When he took the stage at the 2022 state GOP convention in Middleton in mid-March, there was little doubt that he had the support of the party faithful. The crowd gave him a standing ovation as he rose to speak, according to the Milwaukee Journal Sentinel.

While lauding Republicans and chastising Democrats, he also took the time to strike at his political enemies. Negative press coverage topped the list.

“I have an opponent,” he said. “Probably the worst opponent anyone could have. I have the media against me.” The press, he said, would treat him differently if he were a Democrat.

But Johnson is aware that he can’t win in November with the base alone, so he has tried to appeal to the middle.

In January, when announcing he would run for reelection via a Wall Street Journal op-ed, he focused on GOP priorities in investing in the military, creating a healthy economy, and cutting back regulatory overreach. Other talking points focused on red meat for the Republican base: the Biden administration’s “failed response” on COVID-19, crime, and the cost of living. The overall measured tone steered clear of the messages that had sparked controversy elsewhere. 

While it remains to be seen which tone will carry the day as the campaign heats up, Johnson is not someone to back down from a tough political fight.

Ribble said part of Johnson’s appeal is the way he connects with voters. “He’s just, absolutely everywhere. When he is back in the state he is at work. As divisive as he might be in the general public, and it’s maybe because he’s become enemy number one of the media in Wisconsin—he’s well liked by the Republican base.” 

Democrats, meanwhile, have yet to coalesce around one candidate in the Democratic primary for Senate, which features 10 candidates in all. Only four show significant polling numbers, and the state party is remaining steadfastly neutral in the race.

# [Information supplied]
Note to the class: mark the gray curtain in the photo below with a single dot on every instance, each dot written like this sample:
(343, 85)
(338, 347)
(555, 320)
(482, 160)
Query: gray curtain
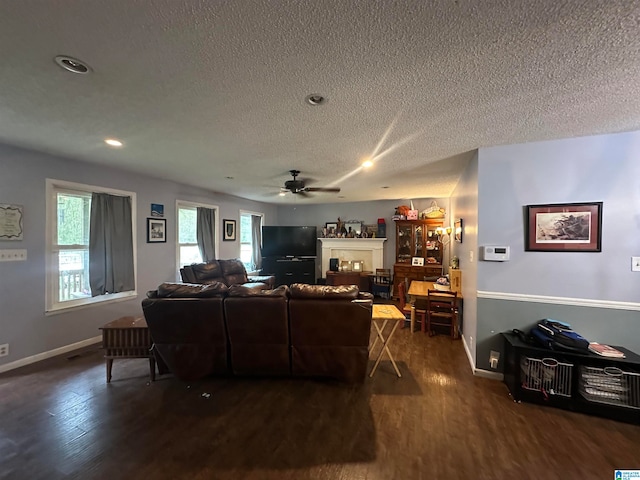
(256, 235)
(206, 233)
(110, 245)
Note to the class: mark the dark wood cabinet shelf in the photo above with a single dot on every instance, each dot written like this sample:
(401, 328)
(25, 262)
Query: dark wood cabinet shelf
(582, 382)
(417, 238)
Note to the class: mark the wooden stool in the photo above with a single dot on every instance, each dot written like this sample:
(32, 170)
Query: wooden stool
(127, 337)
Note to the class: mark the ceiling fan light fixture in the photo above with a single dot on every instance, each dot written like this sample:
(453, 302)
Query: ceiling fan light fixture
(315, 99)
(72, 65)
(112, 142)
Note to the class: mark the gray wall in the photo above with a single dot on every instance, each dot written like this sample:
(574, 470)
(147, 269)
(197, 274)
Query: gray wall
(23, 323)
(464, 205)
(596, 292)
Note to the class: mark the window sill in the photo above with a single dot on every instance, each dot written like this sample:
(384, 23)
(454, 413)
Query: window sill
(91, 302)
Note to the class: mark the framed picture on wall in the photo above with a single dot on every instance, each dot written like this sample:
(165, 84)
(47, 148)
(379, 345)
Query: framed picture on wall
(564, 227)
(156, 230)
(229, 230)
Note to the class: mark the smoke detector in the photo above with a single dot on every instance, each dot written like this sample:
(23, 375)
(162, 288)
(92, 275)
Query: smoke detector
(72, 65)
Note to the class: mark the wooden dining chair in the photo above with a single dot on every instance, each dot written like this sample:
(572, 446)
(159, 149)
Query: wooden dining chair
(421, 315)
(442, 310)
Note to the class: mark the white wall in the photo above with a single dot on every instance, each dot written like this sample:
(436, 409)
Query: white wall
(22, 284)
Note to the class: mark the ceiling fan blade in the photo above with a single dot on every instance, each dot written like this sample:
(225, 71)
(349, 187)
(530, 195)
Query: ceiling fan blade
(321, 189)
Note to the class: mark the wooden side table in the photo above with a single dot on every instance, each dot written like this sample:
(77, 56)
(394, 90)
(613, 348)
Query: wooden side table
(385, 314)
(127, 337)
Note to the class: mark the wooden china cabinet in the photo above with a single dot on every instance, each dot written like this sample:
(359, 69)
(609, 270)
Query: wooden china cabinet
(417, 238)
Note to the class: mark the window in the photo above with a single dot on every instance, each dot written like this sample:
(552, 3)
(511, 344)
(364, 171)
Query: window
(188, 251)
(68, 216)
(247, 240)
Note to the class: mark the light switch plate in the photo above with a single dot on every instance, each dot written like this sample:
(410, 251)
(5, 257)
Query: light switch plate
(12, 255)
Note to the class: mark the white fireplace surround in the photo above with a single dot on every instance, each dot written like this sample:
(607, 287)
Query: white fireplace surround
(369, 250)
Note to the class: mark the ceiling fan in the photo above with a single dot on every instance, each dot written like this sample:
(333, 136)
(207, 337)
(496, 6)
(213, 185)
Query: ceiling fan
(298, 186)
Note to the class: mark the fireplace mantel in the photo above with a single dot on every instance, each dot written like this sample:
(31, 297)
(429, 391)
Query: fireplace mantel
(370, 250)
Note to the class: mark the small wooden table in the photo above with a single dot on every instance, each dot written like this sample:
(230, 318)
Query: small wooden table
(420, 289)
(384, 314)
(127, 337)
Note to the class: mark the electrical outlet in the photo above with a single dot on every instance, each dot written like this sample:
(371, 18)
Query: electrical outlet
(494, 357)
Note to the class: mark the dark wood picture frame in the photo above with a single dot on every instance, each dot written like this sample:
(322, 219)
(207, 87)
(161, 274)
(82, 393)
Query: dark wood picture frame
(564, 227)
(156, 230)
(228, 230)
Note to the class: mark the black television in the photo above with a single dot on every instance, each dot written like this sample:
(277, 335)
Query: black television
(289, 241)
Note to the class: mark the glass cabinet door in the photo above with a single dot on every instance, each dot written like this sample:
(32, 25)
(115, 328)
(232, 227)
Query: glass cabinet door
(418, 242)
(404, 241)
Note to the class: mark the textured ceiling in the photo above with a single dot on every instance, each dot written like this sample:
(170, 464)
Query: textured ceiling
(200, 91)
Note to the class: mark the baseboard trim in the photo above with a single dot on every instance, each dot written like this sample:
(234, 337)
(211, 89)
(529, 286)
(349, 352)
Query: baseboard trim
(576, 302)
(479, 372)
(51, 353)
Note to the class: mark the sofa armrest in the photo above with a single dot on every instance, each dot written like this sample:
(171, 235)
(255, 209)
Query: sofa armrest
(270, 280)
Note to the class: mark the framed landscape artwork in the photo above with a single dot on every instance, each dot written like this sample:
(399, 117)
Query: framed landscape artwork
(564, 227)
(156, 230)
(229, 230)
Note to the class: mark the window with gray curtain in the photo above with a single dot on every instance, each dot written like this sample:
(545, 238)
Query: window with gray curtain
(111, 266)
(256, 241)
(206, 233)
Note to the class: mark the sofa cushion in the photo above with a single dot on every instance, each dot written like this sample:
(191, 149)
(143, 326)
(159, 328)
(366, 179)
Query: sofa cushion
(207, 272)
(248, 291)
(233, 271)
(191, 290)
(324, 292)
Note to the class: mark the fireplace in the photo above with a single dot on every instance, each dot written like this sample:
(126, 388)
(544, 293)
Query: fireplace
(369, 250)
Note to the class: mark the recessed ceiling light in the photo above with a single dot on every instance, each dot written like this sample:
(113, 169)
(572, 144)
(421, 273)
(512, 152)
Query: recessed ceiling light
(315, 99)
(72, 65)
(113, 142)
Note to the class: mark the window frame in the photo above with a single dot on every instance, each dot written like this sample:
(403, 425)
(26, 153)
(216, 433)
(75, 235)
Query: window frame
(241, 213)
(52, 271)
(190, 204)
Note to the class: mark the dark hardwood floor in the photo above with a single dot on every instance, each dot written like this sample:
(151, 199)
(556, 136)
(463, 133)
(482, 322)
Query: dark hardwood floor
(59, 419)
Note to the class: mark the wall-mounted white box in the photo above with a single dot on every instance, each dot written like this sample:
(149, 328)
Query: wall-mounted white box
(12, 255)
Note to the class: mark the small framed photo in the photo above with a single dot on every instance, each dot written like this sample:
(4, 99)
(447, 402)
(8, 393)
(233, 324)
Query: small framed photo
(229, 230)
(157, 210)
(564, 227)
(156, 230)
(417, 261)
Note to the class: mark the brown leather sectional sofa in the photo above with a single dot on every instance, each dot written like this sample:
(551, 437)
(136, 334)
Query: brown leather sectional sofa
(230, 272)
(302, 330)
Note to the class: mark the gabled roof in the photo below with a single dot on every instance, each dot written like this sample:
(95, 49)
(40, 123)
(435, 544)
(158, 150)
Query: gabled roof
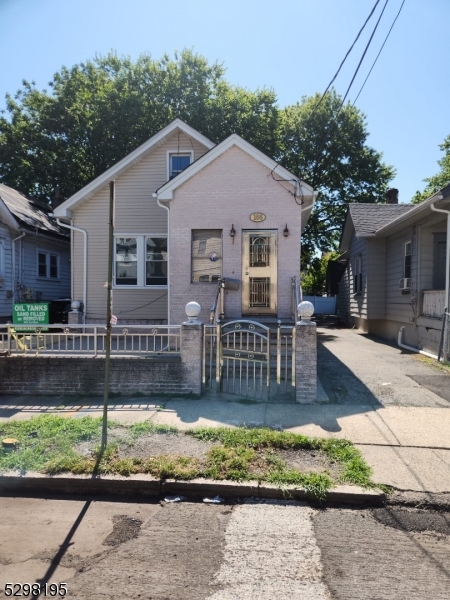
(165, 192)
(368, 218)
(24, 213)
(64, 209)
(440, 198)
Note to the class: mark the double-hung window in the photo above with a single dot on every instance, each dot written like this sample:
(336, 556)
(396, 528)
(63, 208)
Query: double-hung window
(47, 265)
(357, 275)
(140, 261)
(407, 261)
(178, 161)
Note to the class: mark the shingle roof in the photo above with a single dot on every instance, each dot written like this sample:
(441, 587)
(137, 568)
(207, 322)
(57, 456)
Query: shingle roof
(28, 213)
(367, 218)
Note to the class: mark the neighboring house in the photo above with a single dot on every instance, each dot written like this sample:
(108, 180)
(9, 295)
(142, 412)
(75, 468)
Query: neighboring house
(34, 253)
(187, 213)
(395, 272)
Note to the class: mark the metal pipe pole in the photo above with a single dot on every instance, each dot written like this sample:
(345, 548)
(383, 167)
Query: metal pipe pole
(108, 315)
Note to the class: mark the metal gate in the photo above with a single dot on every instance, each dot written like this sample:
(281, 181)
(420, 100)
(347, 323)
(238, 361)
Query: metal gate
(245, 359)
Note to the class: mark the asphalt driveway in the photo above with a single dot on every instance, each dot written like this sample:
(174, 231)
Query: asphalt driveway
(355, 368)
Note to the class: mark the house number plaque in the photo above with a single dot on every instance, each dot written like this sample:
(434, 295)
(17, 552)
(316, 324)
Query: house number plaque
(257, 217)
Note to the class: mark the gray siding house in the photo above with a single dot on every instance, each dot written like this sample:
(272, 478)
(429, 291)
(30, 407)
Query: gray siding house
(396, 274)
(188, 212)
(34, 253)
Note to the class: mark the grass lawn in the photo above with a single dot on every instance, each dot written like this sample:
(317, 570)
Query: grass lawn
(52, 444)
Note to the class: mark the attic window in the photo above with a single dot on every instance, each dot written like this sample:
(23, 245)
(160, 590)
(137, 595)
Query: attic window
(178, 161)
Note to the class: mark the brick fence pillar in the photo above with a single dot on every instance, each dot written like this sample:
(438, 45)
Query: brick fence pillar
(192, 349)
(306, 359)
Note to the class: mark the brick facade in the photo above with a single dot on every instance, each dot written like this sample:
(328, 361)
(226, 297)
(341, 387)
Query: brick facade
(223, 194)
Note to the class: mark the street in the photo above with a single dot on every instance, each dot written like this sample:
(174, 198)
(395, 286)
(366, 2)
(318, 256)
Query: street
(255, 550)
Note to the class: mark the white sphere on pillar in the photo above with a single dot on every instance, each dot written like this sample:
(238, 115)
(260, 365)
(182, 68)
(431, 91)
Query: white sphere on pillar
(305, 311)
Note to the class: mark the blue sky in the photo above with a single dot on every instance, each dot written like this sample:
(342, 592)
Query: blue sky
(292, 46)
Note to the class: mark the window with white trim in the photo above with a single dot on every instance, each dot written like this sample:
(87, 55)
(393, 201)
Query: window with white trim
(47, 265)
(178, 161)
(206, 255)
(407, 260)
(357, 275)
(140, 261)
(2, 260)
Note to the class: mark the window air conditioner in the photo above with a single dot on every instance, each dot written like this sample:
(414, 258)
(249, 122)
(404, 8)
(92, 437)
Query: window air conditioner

# [Tasks]
1. From the passage on Ron Johnson's reelection campaign, quote everything from "While lauding Republicans" down to "to the middle.".
2. Write what comes next in the passage on Johnson's reelection campaign, picking up after its last sentence.

# [Answers for the exercise]
1.
While lauding Republicans and chastising Democrats, he also took the time to strike at his political enemies. Negative press coverage topped the list.

“I have an opponent,” he said. “Probably the worst opponent anyone could have. I have the media against me.” The press, he said, would treat him differently if he were a Democrat.

But Johnson is aware that he can’t win in November with the base alone, so he has tried to appeal to the middle.

2.
Lt. Gov. Mandela Barnes started as an early favorite in the polling due to name recognition and ran 10 points ahead of the primary field earlier in the year. Barnes has earned high-profile endorsements, including Democratic Sens. Cory Booker of New Jersey and Elizabeth Warren of Massachusetts, House Majority Whip Jim Clyburn of South Carolina, and the Working Families Party. 

But the NBA’s Milwaukee Bucks executive Alex Lasry, who is partially self-funding his bid, has dropped more than $5 million on advertising in the race since last October and is closing in on Barnes. April’s Marquette poll showed the two within the margin of error. Lasry is a political newcomer, whose website touts endorsements from a slew of local labor unions and focuses on the job creation brought about thanks to his family’s building of Fiserv Forum, the Bucks’ arena.

Lasry’s surge seemed to catch Barnes somewhat flat-footed: He did not respond with television advertising of his own until mid-May.

Another primary challenger is state treasurer Sarah Godlewski, who has also spent millions of her own dollars in the race. She trails in third but has gotten a bump in the polls since February, when she pivoted to focus on abortion following the leak of the Roe v. Wade draft opinion. She’s earned the endorsement of the pro-abortion rights group EMILY’s List.

“I don’t think the contours of the race have fundamentally changed—I still think Barnes has the advantage. But Lasry is certainly within shouting distance,” Zepecki said.

Outagamie County Executive Tom Nelson is also in the race, so far squarely occupying fourth place despite having announced his run in October 2020. According to Zepecki, Nelson has occupied “what I would call the Bernie Sanders lane and has been very aggressive.”

But there’s still room for major shifts in the Democratic primary: Nearly half of registered voters told Marquette they’re undecided.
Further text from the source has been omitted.